We’ve been wanting to try an avocado pit carving for a while and we’re glad we did!
We also decided to experiment to find the ultimate way to carve an avocado heart pendant.
Here is everything that we learned.
The first step after removing the pit (also called the seed) from the avocado (photo 1) is to remove the outer brown layer.
Some say you need to let the pit dry first before peeling it. But we wanted to see what happens if you start to carve the pit right away versus letting it dry for a few days.
We used a fingernail to peel the pit, which was pretty easy (photo 2).
This is what the avocado pit looked like without the outer layer (photo 3). The dark brown marks are where the fingernails penetrated the pit.
The next step in our experiment was to cut the pit in half. We don’t recommend using your good wood carving knife to split the avocado pit.
In our opinion, use either a sharp kitchen knife or bushcraft knife to cut the avocado pit in half. Look for the line that marks the halfway point of the avocado pIt. You can see it faintly in photo 3 above.
We used a brand new Benchmade Knife Company station knife to split our avocado seed (photo 4). Dang, it cut super sweetly (like butter).
Since we had this big, badass knife out already, we decided to roughly shape each half of the avocado pit into a heart shape.
The next step in our avocado pit carving experiment was to carve one side while it is soft and wet (green), and carve the other half after letting it dry for 3 days.
For the green half of the avocado pit carving, we made an initial stop cut across the heart and removed wood from underneath (photo 5).
The avocado pit is super easy to carve while it is still green.
You just have to be careful while you carve because it is easy to cut right through the entire pit.
We continued to make stop cuts across the heart to create a raised texture (photo 6). At this point the textured heart looks a little like a small piece of grilled salmon!
Now it was time to set our textured heart avocado pit carving aside to dry (photo 7).

§ **SUPPLIED ENTRIES**
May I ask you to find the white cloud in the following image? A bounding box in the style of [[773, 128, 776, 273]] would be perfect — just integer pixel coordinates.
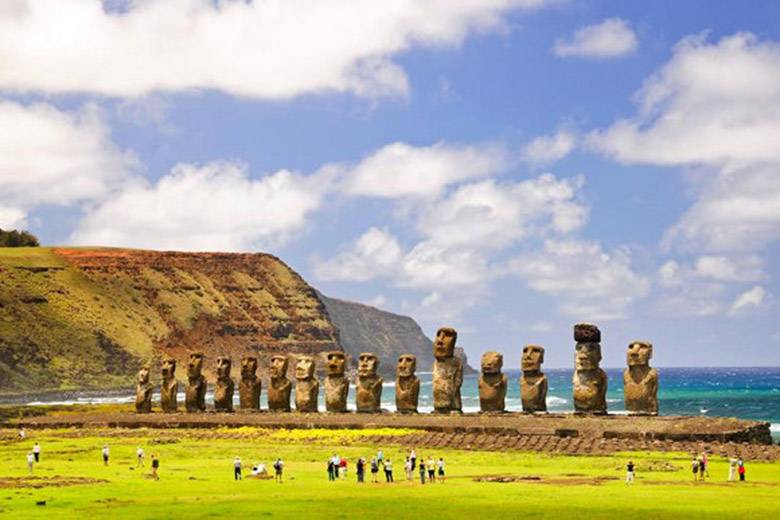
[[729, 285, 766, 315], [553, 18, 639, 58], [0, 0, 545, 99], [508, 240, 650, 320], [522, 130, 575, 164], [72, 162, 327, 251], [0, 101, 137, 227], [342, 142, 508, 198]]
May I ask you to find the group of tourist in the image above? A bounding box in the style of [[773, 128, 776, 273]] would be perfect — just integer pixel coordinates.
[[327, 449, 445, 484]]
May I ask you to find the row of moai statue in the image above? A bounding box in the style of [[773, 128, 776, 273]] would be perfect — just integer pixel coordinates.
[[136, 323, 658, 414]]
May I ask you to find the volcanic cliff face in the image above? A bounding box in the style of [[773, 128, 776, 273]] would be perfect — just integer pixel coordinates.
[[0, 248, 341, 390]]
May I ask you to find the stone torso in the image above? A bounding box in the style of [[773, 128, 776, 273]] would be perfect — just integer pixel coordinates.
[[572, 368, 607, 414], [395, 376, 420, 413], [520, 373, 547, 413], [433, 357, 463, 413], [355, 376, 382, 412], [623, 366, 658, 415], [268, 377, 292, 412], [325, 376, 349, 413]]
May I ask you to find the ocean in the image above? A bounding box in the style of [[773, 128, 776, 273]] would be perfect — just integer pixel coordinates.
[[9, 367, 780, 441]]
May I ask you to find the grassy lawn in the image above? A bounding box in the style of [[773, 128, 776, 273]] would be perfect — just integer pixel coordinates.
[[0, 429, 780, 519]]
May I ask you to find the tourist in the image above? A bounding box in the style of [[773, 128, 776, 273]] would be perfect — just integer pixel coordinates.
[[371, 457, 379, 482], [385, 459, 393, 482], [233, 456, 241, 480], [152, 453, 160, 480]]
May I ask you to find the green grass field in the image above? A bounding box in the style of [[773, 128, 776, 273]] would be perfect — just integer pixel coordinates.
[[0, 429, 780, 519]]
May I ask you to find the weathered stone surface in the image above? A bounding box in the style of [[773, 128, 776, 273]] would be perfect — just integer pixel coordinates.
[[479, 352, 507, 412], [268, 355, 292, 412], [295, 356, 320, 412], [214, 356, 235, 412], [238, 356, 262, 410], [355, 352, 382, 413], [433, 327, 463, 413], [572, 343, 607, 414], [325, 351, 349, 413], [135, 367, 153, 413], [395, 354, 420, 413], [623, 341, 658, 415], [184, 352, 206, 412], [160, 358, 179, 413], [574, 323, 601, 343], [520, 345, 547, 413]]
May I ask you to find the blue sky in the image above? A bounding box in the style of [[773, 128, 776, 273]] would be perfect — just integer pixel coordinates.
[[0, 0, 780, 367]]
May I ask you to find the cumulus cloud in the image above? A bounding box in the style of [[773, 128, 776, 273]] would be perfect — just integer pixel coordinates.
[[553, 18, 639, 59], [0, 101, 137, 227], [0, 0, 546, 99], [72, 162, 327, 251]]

==

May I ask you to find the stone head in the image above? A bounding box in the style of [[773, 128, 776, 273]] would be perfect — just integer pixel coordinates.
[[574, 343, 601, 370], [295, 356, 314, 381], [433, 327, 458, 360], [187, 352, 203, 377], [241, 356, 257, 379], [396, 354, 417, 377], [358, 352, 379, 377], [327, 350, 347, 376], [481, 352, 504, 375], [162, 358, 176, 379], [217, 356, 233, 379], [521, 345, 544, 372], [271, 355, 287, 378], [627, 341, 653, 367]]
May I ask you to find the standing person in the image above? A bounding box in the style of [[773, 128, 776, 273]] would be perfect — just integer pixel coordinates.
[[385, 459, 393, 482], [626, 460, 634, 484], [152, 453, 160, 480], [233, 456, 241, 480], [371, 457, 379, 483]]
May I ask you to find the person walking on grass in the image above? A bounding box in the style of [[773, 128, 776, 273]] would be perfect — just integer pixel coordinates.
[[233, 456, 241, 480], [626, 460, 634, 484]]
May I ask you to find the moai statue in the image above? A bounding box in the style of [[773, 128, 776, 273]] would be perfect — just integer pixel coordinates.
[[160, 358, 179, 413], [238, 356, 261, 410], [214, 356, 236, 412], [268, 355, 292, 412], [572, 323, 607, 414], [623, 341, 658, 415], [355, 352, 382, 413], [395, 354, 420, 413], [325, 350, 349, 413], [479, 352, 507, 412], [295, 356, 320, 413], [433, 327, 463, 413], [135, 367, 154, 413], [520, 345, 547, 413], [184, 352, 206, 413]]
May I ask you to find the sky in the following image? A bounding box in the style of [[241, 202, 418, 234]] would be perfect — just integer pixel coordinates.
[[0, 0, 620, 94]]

--

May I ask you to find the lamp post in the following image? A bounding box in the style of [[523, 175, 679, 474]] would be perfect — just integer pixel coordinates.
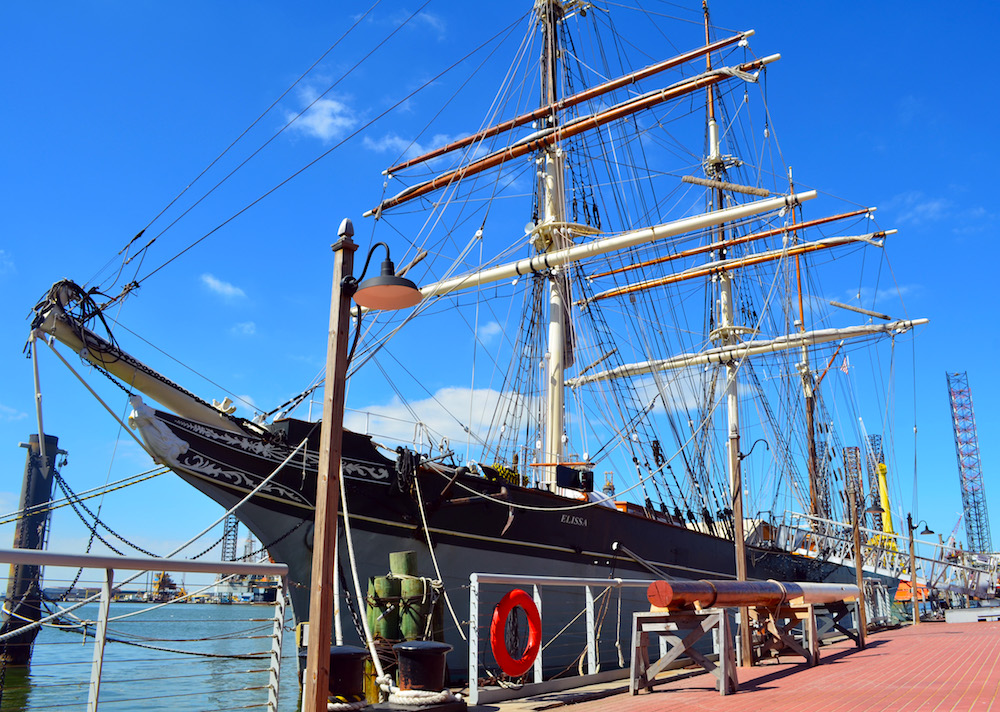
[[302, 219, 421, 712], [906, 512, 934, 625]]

§ **EXPLORE THE MATERIAL**
1) Do these statements agree with the avocado pit carving text? Answer yes or no for each, quoting the deciding words of the text. (a) The outer brown layer was peeled off with a kitchen knife. (b) The pit is easy to carve while still green. (c) One half of the pit was carved after drying for 3 days.
2) How would the avocado pit carving text go on after its last sentence? Write the next part.
The material in the three blocks isn't needed for anything here.

§ **SET OF ANSWERS**
1)
(a) No: "We used a fingernail to peel the pit, which was pretty easy"
(b) Yes: "The avocado pit is super easy to carve while it is still green."
(c) Yes: "carve the other half after letting it dry for 3 days."

2)
Impatient that we are, we couldn’t resist trying to carve the other half of the avocado pit after drying it for one day.
While it was crusty on the outside. The inside was still much too green.
Back to the drying board!
We decided to carve a simple, flat heart with the semi-dried pit. It was very easy to carve and we let it dry for another two days.
Now the avocado pit kind of looks like a bagel crisp (photo 8). We realized it wasn’t thick enough to turn into a pendant, but we will add to a future carving (surprise to come).
After brushing our textured avocado pit heart with boiled linseed oil and letting it dry, we used a pin vise (part of an Exacto set) to carefully hand drill a hole in order to glue the eyelet into the heart (photo 9).
You can get the eyelets at a big-box craft store (photo 10).
You have to be patient as you make your hole and clear the drill channel out frequently by blowing on it.
Looking back, we should have made the hole after only 3 days. Our pit sat for a week and it became very hard to drill!
Once the hole is drilled, glue the eyelet into the hole with Duco Cement and let it sit for 24 hours.
We used red cording to make the necklace (photo 11). You can easily make it adjustable by using a Fisherman’s knot.
Or, you can add a jump ring to your eyelet and use a gold or silver chain, if you prefer.